Task requirements:
Continue the text of medical study summaries from its last sentence.

Text segment:

== Segment start ==

People with arthritis should strive to become more physically active by engaging in moderate intensity physical activity, such as walking, bicycling or swimming, for 30 minutes a day at least three times per week.
And there's no age requirement for exercise. A recent study found that even people aged 80 and older who exercise just a couple of times a week can improve their health.
STUDY: Take Your Vitamins
JOURNAL: Memorial University of Newfoundland
ABSTRACT: Recent clinical studies showed that dietary supplements can treat nutritional deficiencies in the elderly, boost their immune systems, combat short-term memory loss, reduce risks of Alzheimer's, and improve seniors' overall health.
COMMENTARY: The first, conducted at Memorial University of Newfoundland, concluded that supplementation with moderate amounts of 18 vitamins, minerals, and trace elements improved short-term memory and overall cognitive abilities and strengthened immune system function in 86 elderly people treated over the course of one year.
A separate study published in the May 2001 issue of Neurology found that seniors with low levels of folate and vitamin B12 have an increased risk of developing Alzheimer's disease.
A third study, published in the August 2001 issue of Nutrition, showed that nutritional deficiencies greatly increase with age, and that supplement use helps eliminate these deficiencies in the elderly. However, a recent survey conducted by Harris Interactive found that the age group over 65 is least likely to discuss dietary supplements with doctors
JOURNAL: Diabetes Care. 2003;26:446-451
AUTHORS: Ronald A. Sherman, MD, MSC
ABSTRACT: Maggot therapy is more successful in debriding nonhealing ulcers than is continued conventional care.
COMMENTARY: "Over the past few years, there has been a resurgence in the use of maggot therapy, even though its optimal role has not been clearly defined," write Ronald A. Sherman, MD, MSC, and colleagues from the Veterans Affairs Medical Center in Long Beach and the University of California, Irvine.

== Segment end ==

Data for analysis:
== Segment start ==

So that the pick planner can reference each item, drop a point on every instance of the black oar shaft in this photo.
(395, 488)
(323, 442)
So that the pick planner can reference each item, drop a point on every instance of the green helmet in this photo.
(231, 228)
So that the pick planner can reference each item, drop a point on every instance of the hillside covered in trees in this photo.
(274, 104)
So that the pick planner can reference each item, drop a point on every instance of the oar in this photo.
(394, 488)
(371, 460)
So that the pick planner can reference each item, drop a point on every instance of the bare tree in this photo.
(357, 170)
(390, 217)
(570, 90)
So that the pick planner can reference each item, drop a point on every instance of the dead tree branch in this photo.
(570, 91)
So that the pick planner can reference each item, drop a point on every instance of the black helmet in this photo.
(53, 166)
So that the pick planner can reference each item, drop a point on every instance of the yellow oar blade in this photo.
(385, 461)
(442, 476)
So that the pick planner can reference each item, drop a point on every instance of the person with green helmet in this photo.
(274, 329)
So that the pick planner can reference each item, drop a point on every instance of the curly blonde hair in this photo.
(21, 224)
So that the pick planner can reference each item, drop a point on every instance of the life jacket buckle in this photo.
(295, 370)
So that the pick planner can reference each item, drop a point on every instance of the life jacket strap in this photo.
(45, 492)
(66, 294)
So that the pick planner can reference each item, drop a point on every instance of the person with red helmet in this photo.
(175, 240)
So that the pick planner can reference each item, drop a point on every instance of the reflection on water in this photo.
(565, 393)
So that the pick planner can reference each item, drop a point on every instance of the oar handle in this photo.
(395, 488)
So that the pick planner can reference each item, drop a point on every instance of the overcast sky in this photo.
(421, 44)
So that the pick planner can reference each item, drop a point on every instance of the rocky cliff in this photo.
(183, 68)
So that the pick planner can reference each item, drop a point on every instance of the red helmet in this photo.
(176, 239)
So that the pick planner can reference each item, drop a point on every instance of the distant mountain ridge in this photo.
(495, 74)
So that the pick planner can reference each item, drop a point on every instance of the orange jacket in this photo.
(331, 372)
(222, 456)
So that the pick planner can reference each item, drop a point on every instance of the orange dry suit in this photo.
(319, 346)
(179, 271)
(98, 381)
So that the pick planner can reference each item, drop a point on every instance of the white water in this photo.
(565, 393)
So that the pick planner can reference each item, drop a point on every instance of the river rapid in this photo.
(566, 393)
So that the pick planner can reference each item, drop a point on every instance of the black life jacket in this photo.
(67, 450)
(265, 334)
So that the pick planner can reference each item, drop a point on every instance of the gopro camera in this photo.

== Segment end ==

Exercise response:
In the study, of 20 nonhealing ulcers in 18 patients, six wounds were treated with conventional therapy, six with maggot therapy, and eight with conventional therapy followed by maggot therapy.
Although conventional therapy failed to achieve any significant debridement during the first 14 days, maggot therapy allowed necrotic tissue to decrease by an average of 4.1 cm2 during the same time frame (P = .02). After five weeks of therapy, necrotic tissue still covered more than 33% of the surface of conventionally treated wounds, but maggot-treated wounds were completely debrided after four weeks of therapy (P = .001).
Growth of granulation tissue was faster and wound healing rates were also better with maggot therapy.
"Maggot therapy was more effective and efficient in debriding nonhealing foot and leg ulcers in male diabetic veterans than was continued conventional care," the authors write.
STUDY: CVD risk is at least doubled among people with undiagnosed diabetes
JOURNAL: Ann Intern Med 2003;138:212-229.
AUTHORS: Dr. Alfred Berg
ABSTRACT: Patients with high blood pressure or high cholesterol levels should be screened for diabetes mellitus type 2.
COMMENTARY: While screening can detect diabetes in the preclinical, asymptomatic stage, the most beneficial interventions are those that reduce cardiovascular risk.
CVD risk is at least doubled among people with undiagnosed diabetes, and aggressive treatment of hypertension or dyslipidemia reduces morbidity and mortality within 5 years of diagnosis.
Glycemic levels are often only slightly elevated during the preclinical phase, the authors note. The benefit of glycemic control during the ensuing 15 years following diagnosis, or in the presence of impaired fasting glucose and impaired glucose tolerance, "is unknown but probably small" because the risk for severe visual impairment, end stage renal disease or amputation is low during this time.
The task force recommends screening for diabetes in patients with hypertension or lipid abnormalities.